▶ _DATA SECTION_

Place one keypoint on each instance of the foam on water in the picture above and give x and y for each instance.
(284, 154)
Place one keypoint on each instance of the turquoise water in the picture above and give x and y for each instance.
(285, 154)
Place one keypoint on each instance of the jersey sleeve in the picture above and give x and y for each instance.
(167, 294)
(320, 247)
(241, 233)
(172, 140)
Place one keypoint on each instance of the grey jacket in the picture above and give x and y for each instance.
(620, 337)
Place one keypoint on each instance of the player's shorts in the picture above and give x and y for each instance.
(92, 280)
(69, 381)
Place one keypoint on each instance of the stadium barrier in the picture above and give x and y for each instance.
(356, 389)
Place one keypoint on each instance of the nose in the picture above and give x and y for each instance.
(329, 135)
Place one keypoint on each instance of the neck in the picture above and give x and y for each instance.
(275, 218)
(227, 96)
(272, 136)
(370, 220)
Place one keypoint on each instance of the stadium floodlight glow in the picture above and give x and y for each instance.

▶ _DESCRIPTION OF THE TASK_
In full and word for word, give the listing above again.

▶ _ANSWER TO THE PROBLEM_
Place one keypoint on each instance of the foam on water in the picture above and give x and y for each instance.
(284, 154)
Place one keypoint on each instance of the turquoise water in the picture above and give x and y for each instance.
(285, 154)
Place one keypoint on each instance of the jersey sleeve in the picture above and give x and y for each instance.
(167, 294)
(320, 247)
(241, 233)
(172, 140)
Place one keypoint on each instance of the grey jacket in the picture above and give x and y for each instance.
(620, 337)
Place one keypoint on each instance of the player's shorts in the picture above and give x and y for each instance.
(92, 280)
(69, 381)
Place one keypoint on each instance of the stadium barrier in the picture above and give x and y for each instance.
(356, 389)
Place one keypoint on each instance of the nose in the picture above and give x and y for each instance.
(329, 135)
Place one keypoint on each instance of the neck in the picture above and give x and y for each instance.
(275, 218)
(227, 96)
(272, 136)
(370, 220)
Place one keypoint on each instance of the stadium floodlight glow in the picture above and give x and y for each instance.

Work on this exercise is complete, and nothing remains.